↓↓↓

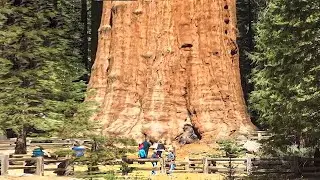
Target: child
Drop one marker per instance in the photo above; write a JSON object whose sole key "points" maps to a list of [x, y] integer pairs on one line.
{"points": [[155, 155]]}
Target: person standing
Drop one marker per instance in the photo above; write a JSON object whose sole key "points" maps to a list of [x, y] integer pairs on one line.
{"points": [[155, 155], [146, 146], [171, 159]]}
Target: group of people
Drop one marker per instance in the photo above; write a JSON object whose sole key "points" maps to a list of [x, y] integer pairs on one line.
{"points": [[158, 151]]}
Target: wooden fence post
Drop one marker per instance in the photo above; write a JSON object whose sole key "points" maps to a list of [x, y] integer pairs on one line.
{"points": [[205, 166], [39, 166], [187, 165], [249, 165], [259, 136], [4, 164], [163, 165]]}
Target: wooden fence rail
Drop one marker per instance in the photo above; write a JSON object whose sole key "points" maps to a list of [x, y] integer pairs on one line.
{"points": [[39, 163], [193, 165]]}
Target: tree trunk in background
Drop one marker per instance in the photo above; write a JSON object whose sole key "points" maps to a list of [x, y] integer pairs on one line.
{"points": [[21, 143], [85, 44], [163, 64]]}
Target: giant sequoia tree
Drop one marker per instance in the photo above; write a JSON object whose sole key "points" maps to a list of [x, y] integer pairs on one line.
{"points": [[163, 64]]}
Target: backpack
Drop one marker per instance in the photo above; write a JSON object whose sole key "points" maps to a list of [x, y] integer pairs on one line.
{"points": [[171, 157], [142, 153]]}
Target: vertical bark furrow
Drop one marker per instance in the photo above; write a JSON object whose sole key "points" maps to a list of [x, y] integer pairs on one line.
{"points": [[174, 63]]}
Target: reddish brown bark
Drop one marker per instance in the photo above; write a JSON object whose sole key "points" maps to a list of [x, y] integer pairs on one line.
{"points": [[163, 64]]}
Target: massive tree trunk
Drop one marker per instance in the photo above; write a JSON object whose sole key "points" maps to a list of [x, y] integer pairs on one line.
{"points": [[163, 64], [21, 142]]}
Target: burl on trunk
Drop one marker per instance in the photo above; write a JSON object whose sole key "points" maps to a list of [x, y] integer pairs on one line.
{"points": [[162, 64]]}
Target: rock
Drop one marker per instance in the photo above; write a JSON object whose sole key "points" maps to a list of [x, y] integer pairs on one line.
{"points": [[192, 72]]}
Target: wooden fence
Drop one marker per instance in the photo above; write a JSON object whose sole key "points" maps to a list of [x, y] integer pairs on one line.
{"points": [[231, 166], [37, 165], [9, 144]]}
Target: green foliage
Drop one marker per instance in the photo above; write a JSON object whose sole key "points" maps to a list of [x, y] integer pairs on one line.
{"points": [[231, 148], [125, 169], [286, 76], [40, 66]]}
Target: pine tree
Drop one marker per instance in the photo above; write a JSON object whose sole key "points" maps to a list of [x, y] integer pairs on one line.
{"points": [[40, 68], [287, 72]]}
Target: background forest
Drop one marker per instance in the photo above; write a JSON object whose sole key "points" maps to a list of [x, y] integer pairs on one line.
{"points": [[47, 49]]}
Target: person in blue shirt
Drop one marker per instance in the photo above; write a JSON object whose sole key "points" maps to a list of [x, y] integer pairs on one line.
{"points": [[155, 155], [146, 146], [171, 158], [142, 153]]}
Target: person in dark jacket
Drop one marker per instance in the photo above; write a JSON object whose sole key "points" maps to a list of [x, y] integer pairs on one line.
{"points": [[155, 155]]}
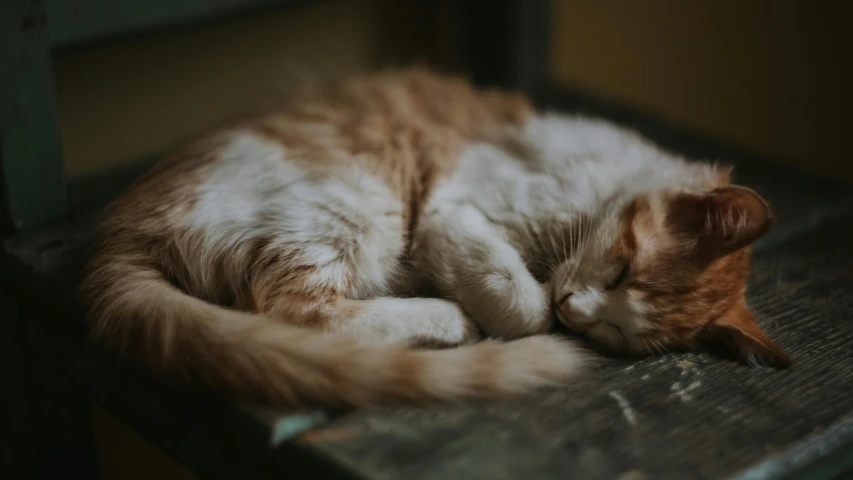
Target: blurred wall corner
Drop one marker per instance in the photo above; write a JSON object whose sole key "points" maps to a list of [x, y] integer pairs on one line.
{"points": [[773, 76]]}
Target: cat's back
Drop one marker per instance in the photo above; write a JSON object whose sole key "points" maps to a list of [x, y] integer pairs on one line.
{"points": [[392, 133]]}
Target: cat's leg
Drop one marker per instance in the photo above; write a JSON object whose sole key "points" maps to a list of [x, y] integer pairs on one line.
{"points": [[469, 260], [346, 279]]}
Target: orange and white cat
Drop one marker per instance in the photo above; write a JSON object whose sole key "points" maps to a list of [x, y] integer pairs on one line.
{"points": [[302, 256]]}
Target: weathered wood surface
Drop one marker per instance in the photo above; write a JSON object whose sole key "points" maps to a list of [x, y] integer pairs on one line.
{"points": [[681, 417], [32, 183]]}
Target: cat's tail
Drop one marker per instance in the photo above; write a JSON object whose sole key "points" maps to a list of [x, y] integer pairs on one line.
{"points": [[135, 310]]}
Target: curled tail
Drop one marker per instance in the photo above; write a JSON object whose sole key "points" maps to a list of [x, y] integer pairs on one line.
{"points": [[140, 313]]}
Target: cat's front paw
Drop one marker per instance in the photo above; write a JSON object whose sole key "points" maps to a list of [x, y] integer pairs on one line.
{"points": [[514, 306]]}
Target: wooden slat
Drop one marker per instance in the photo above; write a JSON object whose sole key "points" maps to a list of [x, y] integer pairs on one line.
{"points": [[33, 185], [72, 21]]}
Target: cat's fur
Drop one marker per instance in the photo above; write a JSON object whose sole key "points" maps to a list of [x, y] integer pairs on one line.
{"points": [[277, 259]]}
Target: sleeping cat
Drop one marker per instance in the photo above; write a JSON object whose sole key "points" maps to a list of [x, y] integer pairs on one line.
{"points": [[300, 256]]}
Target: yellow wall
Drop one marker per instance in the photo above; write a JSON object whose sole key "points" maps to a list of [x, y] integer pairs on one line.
{"points": [[772, 75]]}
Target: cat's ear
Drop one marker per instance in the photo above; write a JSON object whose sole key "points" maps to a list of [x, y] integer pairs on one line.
{"points": [[723, 220], [740, 332]]}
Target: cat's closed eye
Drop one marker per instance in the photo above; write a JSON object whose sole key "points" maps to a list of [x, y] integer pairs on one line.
{"points": [[620, 277]]}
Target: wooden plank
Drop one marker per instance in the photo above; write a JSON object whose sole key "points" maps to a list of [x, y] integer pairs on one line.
{"points": [[73, 21], [16, 439], [60, 409], [31, 172]]}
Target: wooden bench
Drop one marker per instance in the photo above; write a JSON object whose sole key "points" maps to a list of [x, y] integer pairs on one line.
{"points": [[680, 417]]}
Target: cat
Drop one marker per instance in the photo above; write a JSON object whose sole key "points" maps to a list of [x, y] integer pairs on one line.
{"points": [[302, 255]]}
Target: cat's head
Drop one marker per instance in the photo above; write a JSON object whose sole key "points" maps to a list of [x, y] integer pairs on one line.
{"points": [[668, 271]]}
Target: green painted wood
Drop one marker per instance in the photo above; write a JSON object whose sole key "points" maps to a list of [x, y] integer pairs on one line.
{"points": [[31, 172], [73, 21]]}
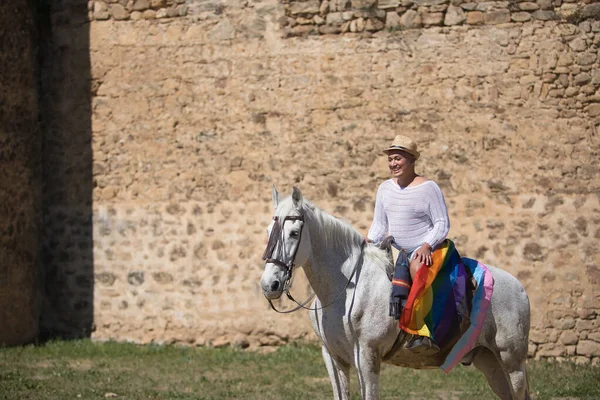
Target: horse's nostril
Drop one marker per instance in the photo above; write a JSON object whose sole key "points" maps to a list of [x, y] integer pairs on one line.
{"points": [[274, 286]]}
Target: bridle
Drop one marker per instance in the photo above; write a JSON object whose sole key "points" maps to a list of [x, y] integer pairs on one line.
{"points": [[275, 237]]}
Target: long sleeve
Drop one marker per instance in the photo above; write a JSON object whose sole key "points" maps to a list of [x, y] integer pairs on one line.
{"points": [[438, 213], [379, 226]]}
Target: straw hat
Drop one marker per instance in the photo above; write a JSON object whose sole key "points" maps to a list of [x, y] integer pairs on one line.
{"points": [[406, 144]]}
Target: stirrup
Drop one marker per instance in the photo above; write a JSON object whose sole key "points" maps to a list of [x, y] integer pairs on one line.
{"points": [[422, 345]]}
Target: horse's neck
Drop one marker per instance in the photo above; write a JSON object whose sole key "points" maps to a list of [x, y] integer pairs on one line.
{"points": [[330, 268]]}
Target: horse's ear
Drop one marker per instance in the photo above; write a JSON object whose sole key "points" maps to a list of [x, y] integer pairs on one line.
{"points": [[275, 197], [297, 198]]}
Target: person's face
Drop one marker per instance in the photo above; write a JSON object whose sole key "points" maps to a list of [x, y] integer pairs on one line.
{"points": [[400, 163]]}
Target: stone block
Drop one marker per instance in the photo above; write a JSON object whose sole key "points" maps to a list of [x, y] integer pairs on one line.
{"points": [[578, 44], [544, 15], [587, 58], [410, 20], [593, 110], [392, 20], [520, 17], [141, 5], [569, 338], [475, 18], [430, 19], [588, 348], [496, 17], [545, 4], [582, 79], [591, 11], [304, 7], [430, 2], [454, 16], [329, 29], [224, 30], [334, 18], [118, 12], [528, 6]]}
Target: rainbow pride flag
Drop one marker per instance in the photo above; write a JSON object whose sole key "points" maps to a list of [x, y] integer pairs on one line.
{"points": [[442, 306]]}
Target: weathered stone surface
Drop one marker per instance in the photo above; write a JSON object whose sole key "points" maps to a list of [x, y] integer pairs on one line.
{"points": [[392, 20], [141, 5], [582, 79], [304, 7], [545, 4], [528, 6], [118, 12], [569, 338], [429, 19], [593, 110], [430, 2], [496, 17], [170, 100], [587, 59], [224, 30], [520, 17], [543, 15], [475, 18], [454, 16], [334, 18], [578, 44], [410, 20], [591, 11], [388, 4], [588, 348]]}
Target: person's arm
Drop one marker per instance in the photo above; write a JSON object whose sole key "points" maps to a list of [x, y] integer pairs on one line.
{"points": [[379, 226], [441, 225]]}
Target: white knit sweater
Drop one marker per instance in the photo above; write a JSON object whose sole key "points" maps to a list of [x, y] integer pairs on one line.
{"points": [[412, 215]]}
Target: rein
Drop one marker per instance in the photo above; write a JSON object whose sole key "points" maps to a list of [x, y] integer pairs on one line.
{"points": [[277, 236]]}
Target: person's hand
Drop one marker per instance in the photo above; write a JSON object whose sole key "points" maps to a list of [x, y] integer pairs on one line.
{"points": [[423, 254]]}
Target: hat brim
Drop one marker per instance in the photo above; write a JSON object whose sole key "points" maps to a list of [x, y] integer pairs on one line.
{"points": [[413, 153]]}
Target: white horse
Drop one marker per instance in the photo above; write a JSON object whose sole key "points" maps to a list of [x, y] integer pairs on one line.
{"points": [[350, 313]]}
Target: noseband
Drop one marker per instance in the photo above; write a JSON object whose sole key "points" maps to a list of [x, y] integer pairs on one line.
{"points": [[277, 237]]}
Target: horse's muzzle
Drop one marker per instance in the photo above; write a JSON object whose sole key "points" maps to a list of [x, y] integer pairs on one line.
{"points": [[272, 290]]}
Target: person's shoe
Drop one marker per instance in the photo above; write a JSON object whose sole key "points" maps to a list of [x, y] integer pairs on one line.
{"points": [[422, 345]]}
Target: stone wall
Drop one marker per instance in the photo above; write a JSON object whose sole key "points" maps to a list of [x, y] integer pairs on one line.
{"points": [[20, 183], [195, 114]]}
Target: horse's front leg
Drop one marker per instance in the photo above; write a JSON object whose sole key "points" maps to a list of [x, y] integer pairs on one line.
{"points": [[339, 373], [368, 366]]}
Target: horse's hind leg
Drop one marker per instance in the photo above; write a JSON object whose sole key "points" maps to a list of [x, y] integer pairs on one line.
{"points": [[339, 374], [506, 378], [514, 367]]}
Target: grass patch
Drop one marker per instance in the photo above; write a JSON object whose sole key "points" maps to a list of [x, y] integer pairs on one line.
{"points": [[87, 370]]}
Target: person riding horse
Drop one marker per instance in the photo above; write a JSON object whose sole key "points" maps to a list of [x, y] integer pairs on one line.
{"points": [[412, 209]]}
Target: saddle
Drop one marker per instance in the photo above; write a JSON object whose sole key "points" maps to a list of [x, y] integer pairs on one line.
{"points": [[446, 300]]}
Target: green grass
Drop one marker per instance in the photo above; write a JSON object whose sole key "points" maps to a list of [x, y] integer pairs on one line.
{"points": [[86, 370]]}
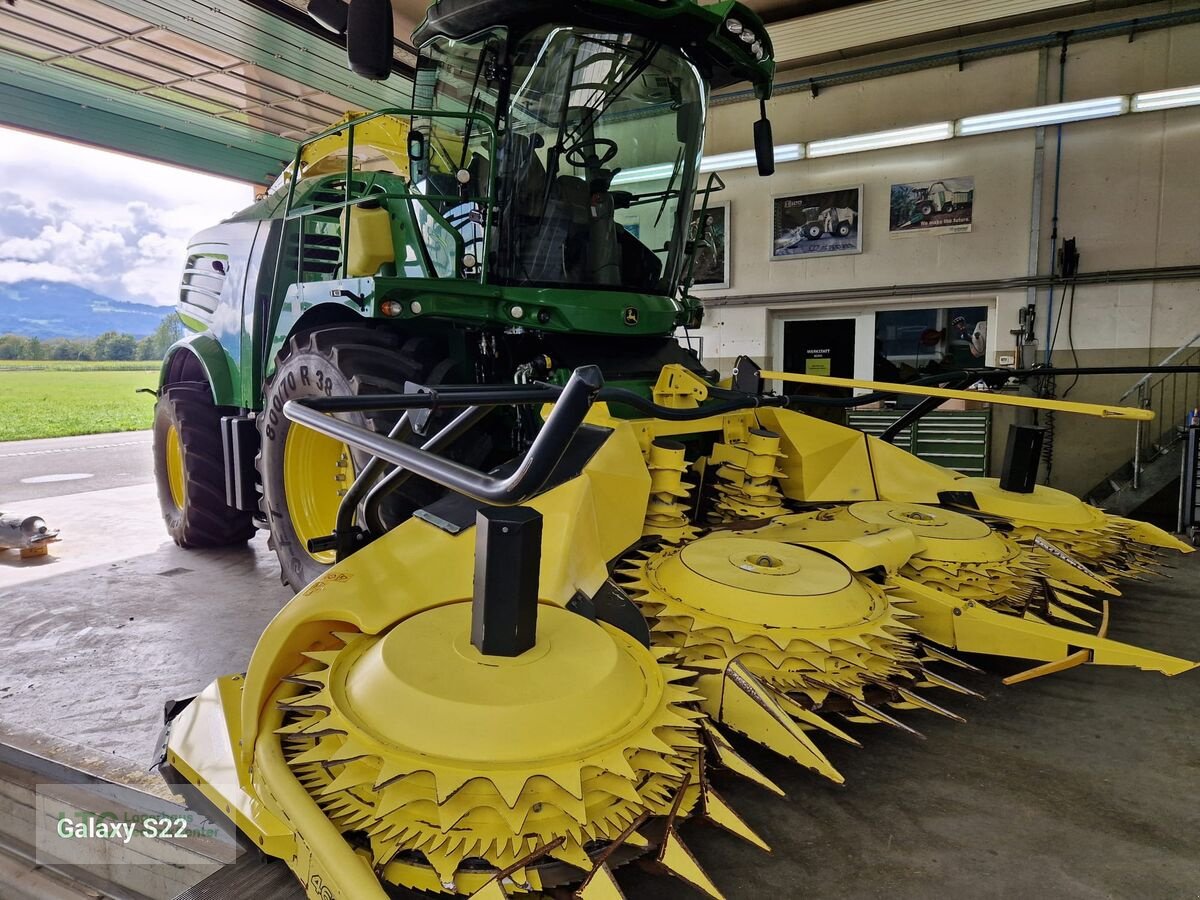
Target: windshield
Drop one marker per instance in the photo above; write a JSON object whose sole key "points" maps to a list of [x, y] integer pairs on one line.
{"points": [[599, 162]]}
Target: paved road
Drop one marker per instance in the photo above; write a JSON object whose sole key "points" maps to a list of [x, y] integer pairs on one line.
{"points": [[60, 466]]}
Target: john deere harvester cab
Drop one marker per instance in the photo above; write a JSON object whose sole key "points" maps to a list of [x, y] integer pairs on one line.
{"points": [[547, 562], [528, 214]]}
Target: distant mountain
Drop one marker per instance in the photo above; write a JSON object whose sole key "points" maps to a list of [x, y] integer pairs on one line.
{"points": [[49, 309]]}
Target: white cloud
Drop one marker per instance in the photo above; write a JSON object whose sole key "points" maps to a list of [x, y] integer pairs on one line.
{"points": [[109, 222]]}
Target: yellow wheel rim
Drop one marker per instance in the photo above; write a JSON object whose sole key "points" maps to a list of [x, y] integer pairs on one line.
{"points": [[175, 467], [317, 469]]}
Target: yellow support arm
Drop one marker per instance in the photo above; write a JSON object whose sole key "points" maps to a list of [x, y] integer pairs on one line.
{"points": [[1005, 400]]}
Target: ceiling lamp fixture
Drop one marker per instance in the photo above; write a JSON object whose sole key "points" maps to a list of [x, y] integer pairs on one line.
{"points": [[881, 139], [1170, 99], [1050, 114]]}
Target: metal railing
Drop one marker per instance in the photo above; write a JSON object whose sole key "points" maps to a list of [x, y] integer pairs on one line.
{"points": [[1171, 396]]}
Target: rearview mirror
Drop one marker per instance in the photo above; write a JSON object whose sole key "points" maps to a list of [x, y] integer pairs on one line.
{"points": [[369, 39], [330, 15], [415, 145], [765, 147]]}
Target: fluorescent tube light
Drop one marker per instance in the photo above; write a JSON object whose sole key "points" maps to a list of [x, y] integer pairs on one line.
{"points": [[1170, 99], [645, 173], [881, 139], [1036, 117], [745, 159], [720, 162]]}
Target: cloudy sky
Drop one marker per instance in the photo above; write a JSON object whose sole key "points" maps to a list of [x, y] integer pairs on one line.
{"points": [[112, 223]]}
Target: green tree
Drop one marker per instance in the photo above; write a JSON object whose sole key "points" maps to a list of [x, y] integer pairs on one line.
{"points": [[169, 330], [12, 347], [115, 346], [63, 349], [34, 349]]}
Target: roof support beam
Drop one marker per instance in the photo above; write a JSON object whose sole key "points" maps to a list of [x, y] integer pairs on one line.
{"points": [[76, 108]]}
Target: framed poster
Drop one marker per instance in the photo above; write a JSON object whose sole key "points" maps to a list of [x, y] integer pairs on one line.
{"points": [[711, 270], [821, 223], [933, 207]]}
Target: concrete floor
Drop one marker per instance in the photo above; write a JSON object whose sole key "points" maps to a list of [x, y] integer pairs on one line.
{"points": [[1079, 785]]}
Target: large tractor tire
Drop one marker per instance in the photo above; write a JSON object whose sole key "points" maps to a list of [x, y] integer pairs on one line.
{"points": [[189, 467], [305, 473]]}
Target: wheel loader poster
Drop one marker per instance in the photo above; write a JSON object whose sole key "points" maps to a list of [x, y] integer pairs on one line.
{"points": [[946, 205], [825, 223]]}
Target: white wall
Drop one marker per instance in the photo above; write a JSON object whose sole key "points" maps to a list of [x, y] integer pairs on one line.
{"points": [[1129, 193]]}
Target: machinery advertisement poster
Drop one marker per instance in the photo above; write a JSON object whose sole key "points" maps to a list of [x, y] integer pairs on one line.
{"points": [[712, 265], [946, 207], [820, 223]]}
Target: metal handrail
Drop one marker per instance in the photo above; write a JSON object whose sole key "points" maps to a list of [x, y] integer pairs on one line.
{"points": [[1167, 360]]}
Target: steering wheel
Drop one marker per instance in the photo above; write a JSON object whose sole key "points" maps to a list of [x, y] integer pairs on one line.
{"points": [[577, 156]]}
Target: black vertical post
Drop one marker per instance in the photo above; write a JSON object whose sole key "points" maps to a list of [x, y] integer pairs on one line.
{"points": [[508, 561], [1021, 456]]}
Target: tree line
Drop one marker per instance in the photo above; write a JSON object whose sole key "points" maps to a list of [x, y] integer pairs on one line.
{"points": [[113, 346]]}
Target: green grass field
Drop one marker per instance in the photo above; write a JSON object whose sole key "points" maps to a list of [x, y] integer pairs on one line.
{"points": [[73, 399], [21, 365]]}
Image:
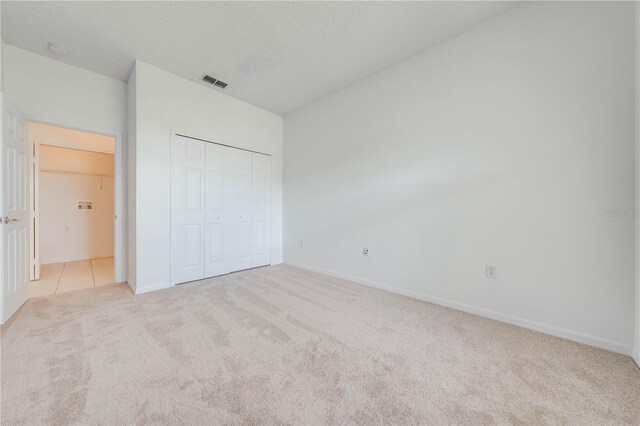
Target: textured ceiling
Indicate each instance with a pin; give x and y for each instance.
(276, 55)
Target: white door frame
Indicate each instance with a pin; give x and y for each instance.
(120, 196)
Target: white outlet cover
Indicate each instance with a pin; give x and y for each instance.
(490, 271)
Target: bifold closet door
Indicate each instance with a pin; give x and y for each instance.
(220, 210)
(238, 212)
(217, 217)
(187, 210)
(260, 210)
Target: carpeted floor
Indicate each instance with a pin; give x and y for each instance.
(280, 345)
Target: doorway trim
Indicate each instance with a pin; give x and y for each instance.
(120, 198)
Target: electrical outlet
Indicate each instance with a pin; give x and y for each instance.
(490, 271)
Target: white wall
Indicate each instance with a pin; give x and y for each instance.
(68, 138)
(636, 351)
(66, 233)
(165, 103)
(505, 145)
(53, 92)
(131, 178)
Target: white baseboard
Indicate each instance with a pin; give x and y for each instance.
(575, 336)
(146, 289)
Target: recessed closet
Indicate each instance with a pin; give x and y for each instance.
(220, 209)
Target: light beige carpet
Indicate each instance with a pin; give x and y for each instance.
(280, 345)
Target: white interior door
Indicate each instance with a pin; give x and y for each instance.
(217, 217)
(260, 210)
(238, 197)
(187, 210)
(34, 240)
(15, 212)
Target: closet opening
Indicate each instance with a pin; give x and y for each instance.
(72, 225)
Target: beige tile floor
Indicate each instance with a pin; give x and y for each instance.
(70, 276)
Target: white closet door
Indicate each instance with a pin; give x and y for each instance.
(260, 211)
(216, 217)
(187, 210)
(238, 212)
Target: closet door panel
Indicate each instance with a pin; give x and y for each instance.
(239, 212)
(261, 210)
(187, 208)
(216, 263)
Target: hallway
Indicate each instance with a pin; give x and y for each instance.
(70, 276)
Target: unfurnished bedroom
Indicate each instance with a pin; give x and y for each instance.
(320, 213)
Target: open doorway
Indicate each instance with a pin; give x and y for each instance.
(72, 198)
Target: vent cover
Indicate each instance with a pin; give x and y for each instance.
(214, 81)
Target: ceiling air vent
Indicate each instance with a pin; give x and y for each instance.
(214, 81)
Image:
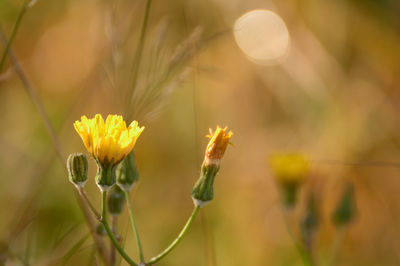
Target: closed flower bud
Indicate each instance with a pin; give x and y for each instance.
(127, 173)
(77, 166)
(347, 208)
(203, 191)
(115, 201)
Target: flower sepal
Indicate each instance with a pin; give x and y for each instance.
(203, 190)
(77, 166)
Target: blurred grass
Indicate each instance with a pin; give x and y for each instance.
(335, 97)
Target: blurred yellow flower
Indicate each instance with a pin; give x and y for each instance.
(109, 142)
(216, 147)
(290, 169)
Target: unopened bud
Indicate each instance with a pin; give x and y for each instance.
(105, 176)
(203, 191)
(77, 166)
(347, 208)
(115, 201)
(216, 147)
(127, 173)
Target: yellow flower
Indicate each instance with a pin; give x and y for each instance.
(290, 169)
(109, 142)
(216, 147)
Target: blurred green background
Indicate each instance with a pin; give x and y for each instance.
(334, 96)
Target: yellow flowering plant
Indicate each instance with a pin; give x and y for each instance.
(109, 142)
(290, 171)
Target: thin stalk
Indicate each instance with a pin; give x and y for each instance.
(336, 245)
(83, 194)
(110, 234)
(103, 206)
(305, 256)
(116, 244)
(92, 228)
(13, 33)
(176, 241)
(139, 50)
(134, 228)
(114, 225)
(208, 241)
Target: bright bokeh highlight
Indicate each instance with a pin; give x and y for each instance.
(262, 35)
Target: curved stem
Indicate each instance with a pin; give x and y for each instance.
(103, 206)
(114, 224)
(336, 245)
(176, 241)
(117, 245)
(83, 194)
(13, 32)
(305, 256)
(134, 228)
(103, 220)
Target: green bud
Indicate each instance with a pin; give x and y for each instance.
(309, 222)
(77, 166)
(347, 208)
(127, 173)
(115, 201)
(203, 191)
(105, 177)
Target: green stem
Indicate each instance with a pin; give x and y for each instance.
(13, 32)
(117, 245)
(114, 230)
(176, 241)
(103, 206)
(134, 228)
(336, 245)
(110, 233)
(91, 207)
(305, 256)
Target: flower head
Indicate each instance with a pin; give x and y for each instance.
(203, 190)
(216, 147)
(290, 168)
(108, 141)
(290, 172)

↑↑↑

## TASK TO CARRY OUT
Print exactly the span of lines that begins with the line containing "Target: vent cover" and ends with the last line of the listing, with no pictures.

## FULL ANSWER
Target: vent cover
Indicate each instance with a pin; give x and y for each instance.
(214, 81)
Target: ceiling air vent
Indicate each instance with a pin; give x and y for each instance.
(214, 81)
Image:
Target: closed flower bud
Indicate each instance with a pin; give x and y for each instance.
(127, 173)
(77, 166)
(347, 208)
(203, 191)
(115, 201)
Target: flower sepal
Indicate each instance with a pin; give x and y for each instance.
(203, 190)
(77, 166)
Target: blurred grass
Indicate each instance with a pin; give x and y for each instance.
(335, 97)
Target: blurred yellow flower
Indicate each instance with a pin; give x and y for each instance.
(109, 142)
(216, 147)
(290, 169)
Target: unopened bud
Indicate each instance with a pin; give x and y for each instance.
(105, 176)
(203, 191)
(77, 166)
(347, 208)
(115, 201)
(216, 147)
(127, 173)
Target: yellow flower
Indicate each instance with a pin; give x and y for each instance.
(290, 169)
(109, 142)
(216, 147)
Target: blurred green background
Indicate each instance with a pin; give x and y for each instance.
(334, 96)
Target: yellow flowering plant
Indicate each instance with a pin; give x and y for each instance.
(109, 142)
(290, 171)
Target: thin stalk
Indicate each instance with a pin; give x and y for each instance.
(336, 245)
(83, 194)
(110, 234)
(103, 206)
(305, 256)
(116, 244)
(92, 228)
(13, 33)
(176, 241)
(139, 50)
(134, 228)
(114, 225)
(208, 241)
Target: bright bokeh highlight
Indicate each instance with a pin; give x and y for each instance.
(262, 35)
Target: curved stem
Indicate each instance with a pin; give x and y for each instance.
(103, 206)
(114, 224)
(336, 245)
(176, 241)
(117, 245)
(83, 194)
(13, 32)
(305, 256)
(134, 228)
(103, 220)
Target: green bud
Indicate each instance with a pin; give x and y for each instance.
(309, 222)
(77, 166)
(347, 208)
(127, 173)
(115, 201)
(203, 191)
(105, 177)
Target: green stem
Indicate each instance with a pin; give x and y for each instance.
(13, 32)
(117, 245)
(114, 230)
(176, 241)
(103, 206)
(134, 228)
(336, 245)
(110, 233)
(91, 207)
(305, 256)
Target: flower head
Indicate each instance with a pin; give x and y for each instance.
(203, 190)
(216, 147)
(290, 168)
(108, 141)
(290, 172)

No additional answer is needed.